KUTIPAN DOKUMEN:
□ □ □ □ □

Mari memetik bunga cempaka
Bunga terletak di tepi kali
Untuk apa hidup di dunia
Jikalau tak berguna bagi negeri
Masuk ke hutan mencari lontar
Tapi memilih mengambil rotan
Kalaulah saudara memang pintar
Binatang apa lebar kepala dari badan
(pantun-anonim*)
Nyaris Batal
Ragu-ragu, adalah reaksi pertama ketika melihat poster kegiatan bertema literasi yang akan diadakan di Balikpapan. Mau ikut, tapi nggak pede. Mau ikut tapi saya harus menyelesaikan tulisan yang masuk tenggat waktu. Mau ikut, ‘ntar gimana sama si kecil?’ Sudahlah, saya putuskan saja tidak ikut. Tapi, dasar berjodoh, akhirnya satu hari sebelum acara, panitia lokal mengontak saya, mengabarkan bahwa ada peserta yang batal ikut. Setelah beres perizinan dengan Paksu, alhamdulillah saya ikut.
Namun, ketika tiba di lokasi acara pada siang hari, saya ditolak karena ketidaklengkapan berkas fisik. Akhirnya saya putuskan membatalkan acara dan santai sejenak untuk menyelesaikan tulisan blog. Dasar jodoh, tak terasa sore hari, panitia lokal (dari Balikpapan) rupanya menelepon beberapa kali agar saya masuk ke tempat acara dan berbicara dengan panitia inti (dari Jakarta dan luar kota) agar mengizinkan mereka untuk mencetak berkas. Syukurlah saya masih di sekitar hotel dan alhamdulillah meski telat, akhirnya selama 5 hari berturut-turut, saya bisa mengikuti pelajaran sepenuhnya tanpa sakit, tanpa malas-malasan, tanpa kerokan karena sering begadang, tanpa bolos, hanya telat karena kelamaan makan atau sholat. Bahkan tanpa mandi sore juga.

□ □ □ □ □

DAFTAR TUGAS:
**1)** Jawab pertanyaan berikut berdasarkan kutipan tentang kegiatan literasi di Balikpapan.
(a) Menurut pantun, apa yang dicari ketika masuk ke hutan?
(b) Mengapa penulis ditolak saat tiba di lokasi acara pada siang hari?
(c) Selama berapa hari penulis akhirnya mengikuti pelajaran?
**2)** Teruskan kutipan tentang kegiatan literasi di Balikpapan, dimulai sesudah kalimat terakhirnya.
Baris-baris data yang menyusul tidak berperan apa pun di sini.

INFORMASI YANG DIBERIKAN:
□ □ □ □ □

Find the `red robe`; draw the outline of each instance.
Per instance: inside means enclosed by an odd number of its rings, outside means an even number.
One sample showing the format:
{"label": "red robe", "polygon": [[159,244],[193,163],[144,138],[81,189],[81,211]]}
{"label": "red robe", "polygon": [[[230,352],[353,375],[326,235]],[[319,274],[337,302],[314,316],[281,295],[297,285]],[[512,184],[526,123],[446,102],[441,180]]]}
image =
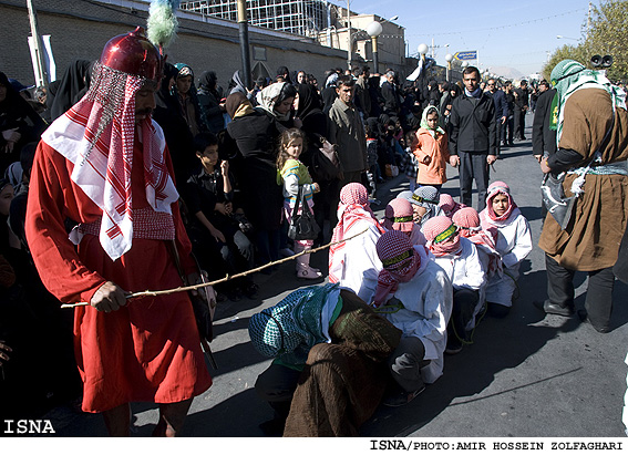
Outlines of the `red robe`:
{"label": "red robe", "polygon": [[[167,151],[166,151],[167,153]],[[167,155],[166,155],[167,156]],[[169,156],[166,158],[174,175]],[[136,142],[134,163],[142,163]],[[133,239],[115,262],[96,236],[78,246],[69,240],[64,220],[97,220],[102,210],[70,176],[73,164],[40,142],[32,168],[25,231],[45,287],[62,302],[89,302],[105,282],[127,292],[182,285],[166,247],[168,240]],[[142,166],[133,166],[133,209],[147,207]],[[195,271],[192,246],[177,204],[172,205],[176,244],[185,272]],[[83,379],[83,411],[103,412],[128,402],[176,403],[212,385],[198,331],[185,292],[128,301],[105,313],[93,307],[74,312],[76,363]]]}

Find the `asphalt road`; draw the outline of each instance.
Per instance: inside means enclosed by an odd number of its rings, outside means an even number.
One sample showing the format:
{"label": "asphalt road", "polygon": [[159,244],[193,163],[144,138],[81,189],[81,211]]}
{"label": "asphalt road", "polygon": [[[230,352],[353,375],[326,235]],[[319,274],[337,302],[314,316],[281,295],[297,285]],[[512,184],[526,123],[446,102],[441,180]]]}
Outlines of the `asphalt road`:
{"label": "asphalt road", "polygon": [[[532,115],[527,116],[528,124]],[[616,281],[612,331],[596,332],[577,318],[545,316],[532,306],[546,297],[543,251],[536,246],[542,227],[538,186],[542,173],[527,141],[502,152],[491,180],[504,180],[529,220],[535,248],[522,266],[518,299],[503,320],[486,318],[473,344],[445,359],[444,375],[403,407],[380,407],[363,425],[368,437],[622,437],[621,423],[628,350],[628,287]],[[449,168],[443,189],[459,196],[457,172]],[[383,185],[381,205],[408,188],[405,177]],[[475,201],[474,201],[475,206]],[[312,265],[327,270],[327,252]],[[255,277],[259,299],[220,303],[212,348],[218,363],[214,385],[195,399],[185,436],[261,437],[258,424],[270,418],[269,406],[254,390],[257,375],[270,360],[251,347],[247,324],[251,314],[277,303],[290,291],[311,282],[297,280],[294,263],[271,276]],[[323,282],[320,280],[320,282]],[[577,308],[584,308],[587,278],[576,276]],[[157,421],[152,404],[134,404],[134,432],[148,436]],[[61,406],[49,413],[55,436],[105,436],[99,415]]]}

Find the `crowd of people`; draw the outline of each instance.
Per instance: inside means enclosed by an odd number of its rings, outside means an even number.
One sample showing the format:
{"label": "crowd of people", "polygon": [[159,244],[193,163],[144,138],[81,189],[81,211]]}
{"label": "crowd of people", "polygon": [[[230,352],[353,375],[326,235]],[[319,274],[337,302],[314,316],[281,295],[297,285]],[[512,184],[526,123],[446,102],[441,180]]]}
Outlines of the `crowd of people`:
{"label": "crowd of people", "polygon": [[[135,44],[145,52],[141,64],[128,56]],[[154,434],[176,435],[193,397],[212,385],[193,297],[127,294],[260,266],[274,273],[279,258],[296,255],[297,278],[329,282],[250,320],[253,344],[275,359],[256,383],[276,412],[265,428],[357,435],[382,400],[403,405],[436,381],[445,354],[471,343],[482,318],[508,314],[532,236],[508,185],[488,185],[490,166],[515,138],[526,139],[526,112],[536,106],[534,155],[544,172],[577,167],[594,153],[606,166],[628,149],[618,146],[626,142],[625,93],[581,69],[553,80],[595,82],[604,91],[591,103],[606,108],[608,97],[617,107],[599,121],[590,153],[576,131],[589,118],[587,100],[577,105],[580,123],[566,114],[586,91],[566,101],[573,85],[565,83],[513,89],[482,81],[474,66],[460,84],[401,84],[394,71],[367,66],[317,79],[281,66],[251,89],[236,71],[222,89],[214,72],[195,70],[164,62],[136,30],[112,39],[97,61],[76,61],[48,90],[29,93],[0,73],[6,416],[80,397],[83,411],[103,413],[120,436],[128,435],[128,403],[151,401],[159,404]],[[556,106],[559,115],[550,112]],[[442,189],[447,166],[459,168],[459,203]],[[626,174],[615,167],[591,177],[600,182],[595,192],[625,200]],[[378,186],[400,173],[410,189],[377,219],[370,205],[387,196]],[[590,193],[578,204],[598,207]],[[319,234],[292,240],[288,230],[307,208]],[[610,245],[624,236],[626,208],[608,219],[595,209],[617,237],[601,252],[594,231],[601,221],[594,229],[581,211],[570,231],[547,217],[541,246],[548,273],[562,281],[548,280],[539,308],[573,313],[573,272],[587,270],[605,293],[589,292],[584,318],[607,331],[617,260]],[[617,219],[621,226],[611,228]],[[590,244],[585,254],[576,235]],[[328,240],[329,269],[311,267],[308,251]],[[218,302],[258,294],[250,275],[215,290]],[[72,320],[61,302],[86,304]],[[43,338],[45,347],[35,344]],[[50,371],[45,382],[35,381],[35,366]]]}

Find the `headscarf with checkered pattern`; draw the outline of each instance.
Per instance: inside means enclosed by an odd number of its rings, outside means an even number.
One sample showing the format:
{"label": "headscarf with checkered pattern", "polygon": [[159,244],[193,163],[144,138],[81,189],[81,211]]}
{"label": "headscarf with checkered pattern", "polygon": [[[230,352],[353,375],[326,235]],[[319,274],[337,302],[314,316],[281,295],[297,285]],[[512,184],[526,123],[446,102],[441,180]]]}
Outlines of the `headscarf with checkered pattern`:
{"label": "headscarf with checkered pattern", "polygon": [[380,307],[385,303],[389,293],[394,293],[400,282],[408,282],[414,278],[422,261],[419,251],[412,246],[408,236],[398,230],[384,232],[379,238],[375,248],[383,263],[383,269],[378,276],[374,297],[375,307]]}
{"label": "headscarf with checkered pattern", "polygon": [[302,365],[310,349],[327,341],[321,312],[327,296],[338,285],[310,286],[288,294],[275,307],[250,318],[248,333],[262,355],[279,358],[285,364]]}

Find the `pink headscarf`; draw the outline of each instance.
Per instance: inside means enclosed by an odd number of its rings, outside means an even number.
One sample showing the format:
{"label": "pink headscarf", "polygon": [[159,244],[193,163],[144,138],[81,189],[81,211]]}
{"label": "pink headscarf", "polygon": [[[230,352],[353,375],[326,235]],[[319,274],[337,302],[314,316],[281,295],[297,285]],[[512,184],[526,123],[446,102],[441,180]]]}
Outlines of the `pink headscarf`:
{"label": "pink headscarf", "polygon": [[388,203],[384,211],[383,227],[391,230],[400,230],[402,232],[411,232],[415,226],[412,219],[412,204],[406,199],[392,199]]}
{"label": "pink headscarf", "polygon": [[460,232],[452,220],[445,216],[429,219],[423,226],[428,248],[434,256],[457,255],[462,251]]}
{"label": "pink headscarf", "polygon": [[[497,195],[504,195],[508,198],[508,209],[502,216],[497,216],[493,210],[493,198]],[[517,205],[511,196],[511,187],[504,182],[493,182],[488,186],[488,194],[486,195],[486,215],[488,215],[488,219],[493,221],[505,221],[511,217],[515,208],[517,208]]]}
{"label": "pink headscarf", "polygon": [[383,263],[374,298],[375,307],[380,307],[385,303],[389,293],[397,291],[400,282],[408,282],[414,278],[421,267],[421,257],[408,236],[398,230],[382,234],[375,248]]}
{"label": "pink headscarf", "polygon": [[[343,240],[347,232],[359,221],[372,223],[380,234],[385,230],[381,227],[371,208],[369,207],[369,192],[362,184],[347,184],[340,190],[340,204],[338,204],[338,225],[333,228],[331,242]],[[341,255],[346,242],[332,245],[329,248],[329,282],[338,282],[339,277],[333,273],[333,257]]]}
{"label": "pink headscarf", "polygon": [[495,227],[491,227],[488,231],[482,229],[480,216],[473,207],[460,209],[454,214],[452,220],[460,228],[460,235],[462,237],[466,237],[476,245],[478,249],[486,252],[488,256],[488,271],[501,270],[501,256],[495,249],[497,229]]}
{"label": "pink headscarf", "polygon": [[[486,234],[480,225],[480,215],[473,207],[464,207],[454,214],[452,221],[460,228],[460,235],[474,244],[486,245],[495,249],[493,232]],[[491,230],[495,230],[491,228]]]}

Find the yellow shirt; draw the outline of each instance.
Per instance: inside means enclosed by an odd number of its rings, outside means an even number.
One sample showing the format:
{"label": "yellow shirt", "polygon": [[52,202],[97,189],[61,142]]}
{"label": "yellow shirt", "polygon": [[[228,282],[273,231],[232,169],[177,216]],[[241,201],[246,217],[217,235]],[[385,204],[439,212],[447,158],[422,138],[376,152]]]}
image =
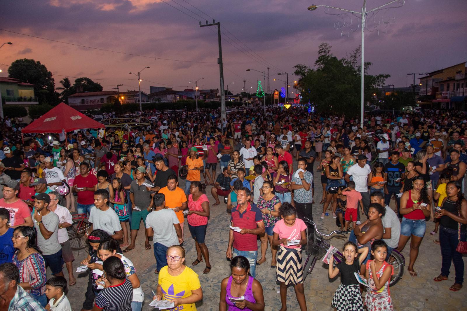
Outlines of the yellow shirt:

□ □ □ □ □

HASIL PENGERJAAN:
**1)**
(a) Lontar.
(b) Karena berkas fisiknya tidak lengkap.
(c) Selama 5 hari berturut-turut.

**2)**
Yeaaay!
Kegiatan “Bimbingan Teknis Fasilitator Literasi Baca–Tulis Tingkat Regional Kalimantan” ini diselenggarakan oleh Kementerian Pendidikan dan Kebudayaan Indonesia melalui unit Badan Pengembangan dan Pembinaan Bahasa. Para peserta terdiri dari guru, pegiat dan penggiat literasi dari berbagai komunitas, serta penyuluh bahasa se-Kalimantan. Kami belajar dan menginap selama lima hari berturut di Hotel Gran Senyiur Balikpapan, dari 29 April – 3 Mei 2019. Jadi, tulisan ini adalah hasil kegiatan sebelum bulan Ramadan yang baru saya terbitkan bulan ini.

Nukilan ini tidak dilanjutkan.